## WHAT IS EXPECTED:
Could you write out each entry exactly as it reads?

## EXTRACTED MATERIAL:
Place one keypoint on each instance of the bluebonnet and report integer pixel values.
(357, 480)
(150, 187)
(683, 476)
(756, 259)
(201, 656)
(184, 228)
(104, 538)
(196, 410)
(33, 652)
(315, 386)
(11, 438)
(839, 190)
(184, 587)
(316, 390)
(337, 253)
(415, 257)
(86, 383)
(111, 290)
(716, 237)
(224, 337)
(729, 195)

## WRITTEN ANSWER:
Place one keypoint on each instance of the bluebonnet and report integer pixel values.
(357, 480)
(150, 187)
(683, 476)
(756, 259)
(201, 656)
(184, 228)
(104, 538)
(196, 410)
(33, 652)
(315, 386)
(11, 438)
(839, 190)
(184, 587)
(316, 390)
(337, 253)
(415, 257)
(86, 383)
(111, 290)
(716, 237)
(224, 337)
(729, 195)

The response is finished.